_What to work on_
Your answer should consist of the lines in the following data that contain "woman".

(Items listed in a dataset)
§ §

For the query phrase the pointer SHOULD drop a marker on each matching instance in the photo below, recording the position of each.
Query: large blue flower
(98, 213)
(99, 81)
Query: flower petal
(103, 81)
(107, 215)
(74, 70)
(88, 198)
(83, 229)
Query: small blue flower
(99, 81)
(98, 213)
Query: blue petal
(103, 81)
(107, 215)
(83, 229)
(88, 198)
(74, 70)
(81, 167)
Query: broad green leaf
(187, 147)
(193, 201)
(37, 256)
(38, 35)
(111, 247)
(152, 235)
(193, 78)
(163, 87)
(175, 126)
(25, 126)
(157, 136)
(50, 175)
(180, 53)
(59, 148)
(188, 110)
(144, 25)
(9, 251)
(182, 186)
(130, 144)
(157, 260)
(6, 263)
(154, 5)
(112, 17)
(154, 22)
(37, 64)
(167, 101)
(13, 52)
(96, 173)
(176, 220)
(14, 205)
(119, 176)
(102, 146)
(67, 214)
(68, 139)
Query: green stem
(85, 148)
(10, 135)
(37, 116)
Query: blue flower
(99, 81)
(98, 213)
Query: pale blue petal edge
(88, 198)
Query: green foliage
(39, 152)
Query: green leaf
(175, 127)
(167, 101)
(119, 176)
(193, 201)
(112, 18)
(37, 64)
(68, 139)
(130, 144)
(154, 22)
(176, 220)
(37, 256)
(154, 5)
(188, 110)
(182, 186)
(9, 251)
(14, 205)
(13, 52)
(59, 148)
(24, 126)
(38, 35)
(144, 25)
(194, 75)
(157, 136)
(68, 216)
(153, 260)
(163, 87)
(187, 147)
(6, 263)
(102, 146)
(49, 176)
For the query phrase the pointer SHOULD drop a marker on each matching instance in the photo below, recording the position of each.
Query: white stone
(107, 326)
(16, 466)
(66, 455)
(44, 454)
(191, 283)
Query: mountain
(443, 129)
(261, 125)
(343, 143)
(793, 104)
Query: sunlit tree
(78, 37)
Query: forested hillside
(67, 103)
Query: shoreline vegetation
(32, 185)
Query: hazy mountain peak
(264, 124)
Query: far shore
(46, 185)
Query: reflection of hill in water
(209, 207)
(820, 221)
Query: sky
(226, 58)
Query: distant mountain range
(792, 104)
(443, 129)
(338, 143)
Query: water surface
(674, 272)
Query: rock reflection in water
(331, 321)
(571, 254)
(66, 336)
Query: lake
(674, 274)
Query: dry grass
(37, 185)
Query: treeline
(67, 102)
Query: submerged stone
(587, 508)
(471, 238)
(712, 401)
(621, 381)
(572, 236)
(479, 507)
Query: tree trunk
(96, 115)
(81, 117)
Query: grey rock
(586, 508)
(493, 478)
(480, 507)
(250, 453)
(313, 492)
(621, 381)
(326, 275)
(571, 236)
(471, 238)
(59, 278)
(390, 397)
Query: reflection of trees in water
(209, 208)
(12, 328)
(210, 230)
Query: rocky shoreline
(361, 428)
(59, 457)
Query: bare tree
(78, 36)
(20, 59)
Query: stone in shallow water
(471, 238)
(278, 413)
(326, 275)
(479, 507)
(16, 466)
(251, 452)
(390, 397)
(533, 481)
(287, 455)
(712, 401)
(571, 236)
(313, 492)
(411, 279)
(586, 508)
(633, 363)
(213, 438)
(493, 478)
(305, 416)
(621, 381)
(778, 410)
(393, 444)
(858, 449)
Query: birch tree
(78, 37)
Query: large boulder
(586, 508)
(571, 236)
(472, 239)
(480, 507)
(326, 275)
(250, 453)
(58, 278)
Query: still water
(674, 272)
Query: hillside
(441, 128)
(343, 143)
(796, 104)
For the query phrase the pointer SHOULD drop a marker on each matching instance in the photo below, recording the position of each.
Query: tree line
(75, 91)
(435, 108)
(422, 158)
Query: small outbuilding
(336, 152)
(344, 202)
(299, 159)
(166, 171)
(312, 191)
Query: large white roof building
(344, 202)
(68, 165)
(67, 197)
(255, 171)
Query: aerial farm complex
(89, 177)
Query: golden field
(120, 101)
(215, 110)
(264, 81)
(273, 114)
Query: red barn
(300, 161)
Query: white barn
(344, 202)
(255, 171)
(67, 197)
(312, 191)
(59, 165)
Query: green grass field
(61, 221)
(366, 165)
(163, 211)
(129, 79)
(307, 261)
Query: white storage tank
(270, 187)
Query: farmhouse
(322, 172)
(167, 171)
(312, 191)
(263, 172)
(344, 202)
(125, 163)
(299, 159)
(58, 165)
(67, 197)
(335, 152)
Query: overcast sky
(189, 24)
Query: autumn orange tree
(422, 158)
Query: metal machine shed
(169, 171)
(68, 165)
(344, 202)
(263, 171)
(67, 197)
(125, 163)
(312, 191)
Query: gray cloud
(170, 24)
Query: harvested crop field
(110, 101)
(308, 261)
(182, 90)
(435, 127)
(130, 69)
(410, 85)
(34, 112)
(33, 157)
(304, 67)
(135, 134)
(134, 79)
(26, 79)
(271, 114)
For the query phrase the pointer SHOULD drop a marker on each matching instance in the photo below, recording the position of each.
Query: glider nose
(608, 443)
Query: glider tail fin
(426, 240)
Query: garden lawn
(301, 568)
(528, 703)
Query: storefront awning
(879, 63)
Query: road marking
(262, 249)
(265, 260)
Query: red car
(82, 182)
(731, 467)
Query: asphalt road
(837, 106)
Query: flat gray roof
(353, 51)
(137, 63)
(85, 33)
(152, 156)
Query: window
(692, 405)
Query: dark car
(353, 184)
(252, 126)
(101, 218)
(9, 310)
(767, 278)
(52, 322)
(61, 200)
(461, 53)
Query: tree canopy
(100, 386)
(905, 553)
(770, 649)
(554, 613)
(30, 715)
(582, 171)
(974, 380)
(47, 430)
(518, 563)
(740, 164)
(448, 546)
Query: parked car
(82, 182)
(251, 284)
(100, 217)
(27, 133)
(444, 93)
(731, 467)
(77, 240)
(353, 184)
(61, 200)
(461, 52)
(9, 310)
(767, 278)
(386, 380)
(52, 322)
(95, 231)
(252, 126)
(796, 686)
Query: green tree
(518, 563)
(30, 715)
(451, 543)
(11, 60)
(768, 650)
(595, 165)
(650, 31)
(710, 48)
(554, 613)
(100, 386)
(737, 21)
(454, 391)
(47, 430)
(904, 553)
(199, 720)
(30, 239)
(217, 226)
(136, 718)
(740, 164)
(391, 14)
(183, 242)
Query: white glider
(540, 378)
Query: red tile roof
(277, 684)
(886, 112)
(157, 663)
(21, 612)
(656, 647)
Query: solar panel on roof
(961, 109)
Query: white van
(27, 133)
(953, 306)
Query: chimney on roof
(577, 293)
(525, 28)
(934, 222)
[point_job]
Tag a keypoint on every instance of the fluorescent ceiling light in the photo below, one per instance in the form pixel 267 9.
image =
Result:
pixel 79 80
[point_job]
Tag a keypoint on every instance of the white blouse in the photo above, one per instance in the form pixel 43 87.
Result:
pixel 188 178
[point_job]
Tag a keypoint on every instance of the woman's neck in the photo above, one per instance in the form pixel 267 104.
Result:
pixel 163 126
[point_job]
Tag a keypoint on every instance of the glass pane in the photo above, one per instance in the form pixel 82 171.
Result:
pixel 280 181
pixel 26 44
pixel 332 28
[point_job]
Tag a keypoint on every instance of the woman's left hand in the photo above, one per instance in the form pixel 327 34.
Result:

§ §

_Response for this exercise_
Tag a keypoint on every instance of the woman's neck in the photo above, one per instance in the form pixel 267 104.
Tag a keypoint on every instance of the woman's left hand in the photo above, one per instance in the form pixel 327 34.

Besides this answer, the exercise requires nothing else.